**WHAT TO DO**
**a.** Answer these questions from the passage on the New Jersey casino smoking ruling.
(i) To which court do the casino workers plan to appeal the ruling?
(ii) Which constitutional amendment does the passage say Trenton was slow to ratify?
(iii) Which historian does the passage cite, and in which work?
**b.** Pick up the passage on the New Jersey casino smoking ruling after its final sentence and continue it.

**DOCUMENT TEXT**
········
Nancy Erika Smith, counsel for the casino workers fighting the exemption, told the New York Times her clients would “appeal the ruling to the State Supreme Court on an expedited basis.”

“The workers exposed to toxic secondhand smoke every day are extremely disappointed in the judge’s decision siding with Governor Murphy, who chooses to endanger the health of casino employees in deference to the casino industry,” Smith told the newspaper.

Trenton has a long history of putting its thumb on the scale for mercantile concerns over public interest including its ever so slow ratification of the 13th amendment outlawing slavery until after the end of Civil War and after President Lincoln’s murder.

In their banter New Jersey’s great white men of the 19th century period expressed real concern for the slave owners bottom line. Our ruling elites were  also keen to support creditors enforcing their terms with the full force of the law including jailing debtors no matter how small the debt.

As historian Peter J. Coleman notes in “Debtors and Creditors in America”  the state saw itself as the essential enforcer for all creditors.
········
**DATA FOR ANALYSIS**
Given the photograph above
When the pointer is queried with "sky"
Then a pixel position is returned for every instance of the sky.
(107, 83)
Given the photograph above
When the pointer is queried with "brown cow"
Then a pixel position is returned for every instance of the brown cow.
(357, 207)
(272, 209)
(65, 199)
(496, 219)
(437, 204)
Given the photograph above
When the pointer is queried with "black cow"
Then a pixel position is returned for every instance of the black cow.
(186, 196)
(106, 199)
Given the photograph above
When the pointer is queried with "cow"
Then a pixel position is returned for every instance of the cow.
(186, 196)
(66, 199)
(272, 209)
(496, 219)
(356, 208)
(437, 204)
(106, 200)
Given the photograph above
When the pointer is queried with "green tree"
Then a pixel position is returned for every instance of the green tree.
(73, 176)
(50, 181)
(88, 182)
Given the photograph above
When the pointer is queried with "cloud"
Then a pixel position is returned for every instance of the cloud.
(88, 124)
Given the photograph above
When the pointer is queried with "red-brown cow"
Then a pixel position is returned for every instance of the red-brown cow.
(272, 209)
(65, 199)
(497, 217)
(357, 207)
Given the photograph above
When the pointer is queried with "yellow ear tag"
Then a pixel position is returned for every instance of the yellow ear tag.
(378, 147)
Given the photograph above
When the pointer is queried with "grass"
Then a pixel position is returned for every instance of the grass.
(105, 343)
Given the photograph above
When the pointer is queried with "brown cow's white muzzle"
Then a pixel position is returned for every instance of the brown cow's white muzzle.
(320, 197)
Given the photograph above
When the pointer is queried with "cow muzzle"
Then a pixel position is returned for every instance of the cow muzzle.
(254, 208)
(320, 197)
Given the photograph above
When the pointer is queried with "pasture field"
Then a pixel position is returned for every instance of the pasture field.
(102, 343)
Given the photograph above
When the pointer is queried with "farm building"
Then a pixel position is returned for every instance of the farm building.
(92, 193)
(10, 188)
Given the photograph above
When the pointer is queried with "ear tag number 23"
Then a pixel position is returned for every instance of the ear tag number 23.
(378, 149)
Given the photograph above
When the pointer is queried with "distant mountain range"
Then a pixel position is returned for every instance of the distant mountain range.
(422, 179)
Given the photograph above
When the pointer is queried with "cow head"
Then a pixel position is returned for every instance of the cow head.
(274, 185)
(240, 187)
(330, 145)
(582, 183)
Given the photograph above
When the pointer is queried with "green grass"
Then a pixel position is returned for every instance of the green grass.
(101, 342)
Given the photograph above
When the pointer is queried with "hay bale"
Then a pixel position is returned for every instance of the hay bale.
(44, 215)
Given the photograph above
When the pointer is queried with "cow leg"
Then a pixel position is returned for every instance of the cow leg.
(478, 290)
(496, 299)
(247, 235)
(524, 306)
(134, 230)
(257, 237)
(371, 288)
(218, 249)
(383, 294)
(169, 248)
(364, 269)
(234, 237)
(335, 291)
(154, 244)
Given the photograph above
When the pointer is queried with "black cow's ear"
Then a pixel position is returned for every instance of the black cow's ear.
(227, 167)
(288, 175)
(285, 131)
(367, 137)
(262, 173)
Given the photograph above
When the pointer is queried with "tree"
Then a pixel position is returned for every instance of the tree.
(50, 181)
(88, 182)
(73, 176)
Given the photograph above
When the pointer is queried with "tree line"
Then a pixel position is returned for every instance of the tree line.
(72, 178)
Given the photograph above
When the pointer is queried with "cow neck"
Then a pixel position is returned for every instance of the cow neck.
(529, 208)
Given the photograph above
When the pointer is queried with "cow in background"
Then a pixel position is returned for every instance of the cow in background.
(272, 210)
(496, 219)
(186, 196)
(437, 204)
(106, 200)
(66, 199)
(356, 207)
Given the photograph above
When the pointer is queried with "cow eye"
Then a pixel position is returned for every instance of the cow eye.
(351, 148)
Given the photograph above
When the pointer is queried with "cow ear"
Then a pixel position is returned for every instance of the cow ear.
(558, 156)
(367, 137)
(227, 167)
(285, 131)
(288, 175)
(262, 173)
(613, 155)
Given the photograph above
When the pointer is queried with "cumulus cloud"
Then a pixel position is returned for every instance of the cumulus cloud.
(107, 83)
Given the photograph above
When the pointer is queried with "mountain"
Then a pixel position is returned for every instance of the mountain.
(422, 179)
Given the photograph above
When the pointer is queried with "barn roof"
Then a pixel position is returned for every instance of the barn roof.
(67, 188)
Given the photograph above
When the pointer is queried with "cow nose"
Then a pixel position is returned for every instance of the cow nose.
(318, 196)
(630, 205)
········
**TASK-BY-TASK RESULTS**
**a.**
(i) The State Supreme Court, on an expedited basis.
(ii) The 13th amendment, which outlawed slavery.
(iii) Peter J. Coleman, in "Debtors and Creditors in America."

**b.**
“By 1829 one New Jersey prison held five times as many debtors as criminals, and of the 117 prisoners in the Belvidere and Flemington prisons, about a quarter owed less than five dollars and more than half had been in custody for over thirty days,” Coleman writes.

“According to the Boston Prison Discipline Society, the incidence of imprisonment for debt was higher in New Jersey than in any other state, and prisoners were commonly held in ‘filthy and neglected conditions’ for the most trifling of debts.”

Into the 20th century, the State of New Jersey’s deep supplication to corporations caused Lincoln Steffens, one of the original muckrakers, to call us “the traitor state”.

While other states attempted to push back on the corrupting influence of big money that defined the Gilded Age and made anti-labor abuses of the Robber Barons possible, it was New Jersey that granted them legal safe harbor to avoid accountability through the proliferation of trusts much as we saw Judge Bartels deliver for the casinos.

“EVERY loyal citizen of the United States owes New Jersey a grudge,” wrote Stephens in McClure Magazine in 1905. “The state is corrupt; so are certain other states….But this state doubly betrays us…. Jersey has been bought and sold both at home and abroad; the state is owned and governed today by a syndicate representing capitalists of Newark, Philadelphia, New York, London, and Amsterdam.”

On the bright side, New Jersey is one of just 23 states that saw the percentage of employees in a union go up in 2023. According to the Department of Labor’s Bureau of Statistics, our state went from 16.1 in percent in 2022 to 17.3 percent of the workforce being in a union in 2023. While it’s not quite the robust spike we saw in Hawaii where union density went from 23.4 percent to 25.6 percent last year.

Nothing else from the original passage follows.